• _GOAL_:
Update the material below from the line containing "the man's ear" down to the line containing "column 710, row 452", swapping "play diagram" for "stage layout" and leaving everything else unchanged; return only those lines.
— Start of DATA PROVIDED —
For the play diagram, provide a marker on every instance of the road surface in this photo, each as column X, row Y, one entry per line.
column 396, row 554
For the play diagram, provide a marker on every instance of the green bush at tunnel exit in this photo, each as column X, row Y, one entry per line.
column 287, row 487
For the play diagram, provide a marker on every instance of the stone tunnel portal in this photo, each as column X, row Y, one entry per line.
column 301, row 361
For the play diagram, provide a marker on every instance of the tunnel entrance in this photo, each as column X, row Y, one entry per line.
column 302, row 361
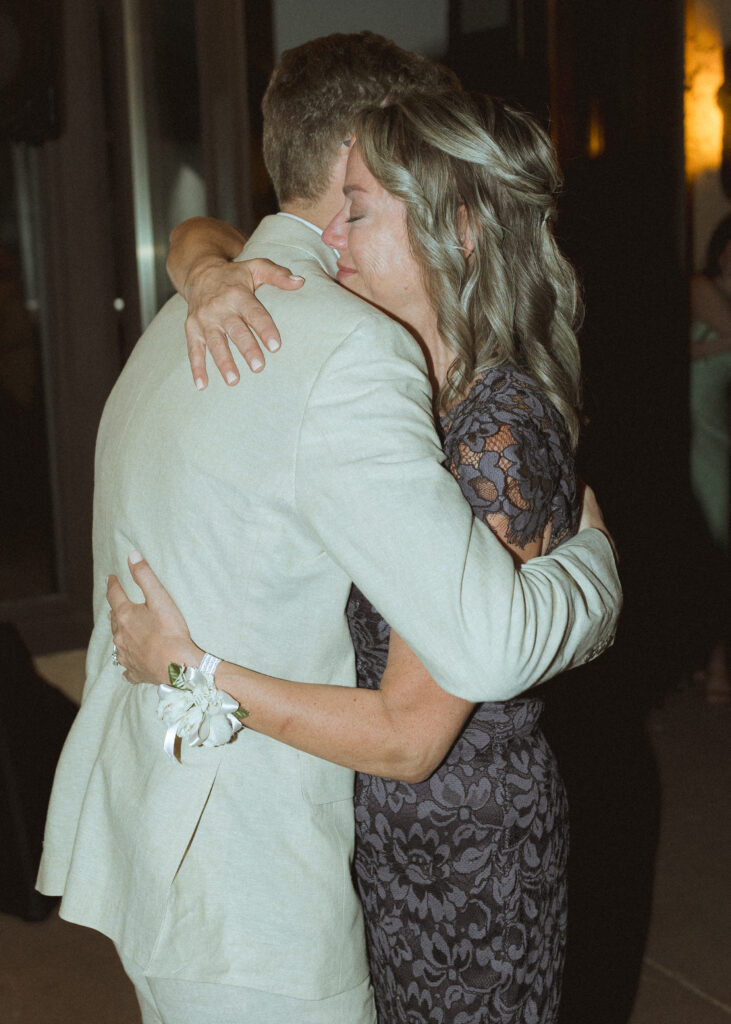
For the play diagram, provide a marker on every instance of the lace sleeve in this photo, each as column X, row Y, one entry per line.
column 510, row 453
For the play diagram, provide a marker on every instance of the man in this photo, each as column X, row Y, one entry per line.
column 223, row 879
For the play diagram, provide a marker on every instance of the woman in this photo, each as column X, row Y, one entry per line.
column 710, row 382
column 446, row 225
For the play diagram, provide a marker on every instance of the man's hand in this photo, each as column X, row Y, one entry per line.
column 222, row 307
column 592, row 517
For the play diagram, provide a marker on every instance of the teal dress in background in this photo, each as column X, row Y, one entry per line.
column 710, row 381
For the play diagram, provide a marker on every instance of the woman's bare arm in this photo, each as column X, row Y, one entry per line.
column 402, row 730
column 220, row 296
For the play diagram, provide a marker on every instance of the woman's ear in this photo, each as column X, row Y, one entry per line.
column 465, row 231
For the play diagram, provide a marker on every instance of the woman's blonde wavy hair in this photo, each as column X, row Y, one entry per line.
column 465, row 163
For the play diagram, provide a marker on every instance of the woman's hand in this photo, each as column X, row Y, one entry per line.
column 220, row 296
column 148, row 636
column 222, row 307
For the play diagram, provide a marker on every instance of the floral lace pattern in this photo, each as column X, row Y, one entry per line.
column 463, row 878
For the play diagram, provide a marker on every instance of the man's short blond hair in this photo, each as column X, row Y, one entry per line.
column 315, row 93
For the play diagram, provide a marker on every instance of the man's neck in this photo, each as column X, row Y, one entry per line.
column 315, row 213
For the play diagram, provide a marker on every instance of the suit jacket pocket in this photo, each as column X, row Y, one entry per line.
column 324, row 782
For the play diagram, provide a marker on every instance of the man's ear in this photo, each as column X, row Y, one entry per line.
column 467, row 240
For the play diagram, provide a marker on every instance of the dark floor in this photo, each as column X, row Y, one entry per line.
column 56, row 973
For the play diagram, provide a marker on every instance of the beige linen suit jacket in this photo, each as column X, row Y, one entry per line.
column 258, row 505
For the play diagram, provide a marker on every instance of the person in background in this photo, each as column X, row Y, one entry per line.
column 710, row 452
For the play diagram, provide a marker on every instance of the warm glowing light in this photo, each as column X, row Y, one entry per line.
column 597, row 142
column 703, row 77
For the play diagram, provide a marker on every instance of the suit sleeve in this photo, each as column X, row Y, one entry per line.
column 371, row 485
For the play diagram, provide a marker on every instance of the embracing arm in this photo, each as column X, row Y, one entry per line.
column 202, row 264
column 403, row 531
column 401, row 731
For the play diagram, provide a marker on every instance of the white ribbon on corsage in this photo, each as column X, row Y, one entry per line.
column 194, row 709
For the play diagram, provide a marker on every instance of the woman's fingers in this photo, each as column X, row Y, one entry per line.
— End of DATA PROVIDED —
• _EXERCISE RESPONSE_:
For the stage layout, provide a marker on every instance of the man's ear in this photo, each as column X, row Y, one entry per line.
column 467, row 240
For the stage layout, provide a marker on every instance of the dark floor in this photo, each as column X, row Y, one entry per line.
column 56, row 973
For the stage layout, provide a marker on every instance of the beige linen suit jacket in this photo, each as column X, row Y, one entry per line.
column 258, row 505
For the stage layout, provide a marker on every instance of the person in background in this photo, each as column X, row Y, one entry per line.
column 710, row 452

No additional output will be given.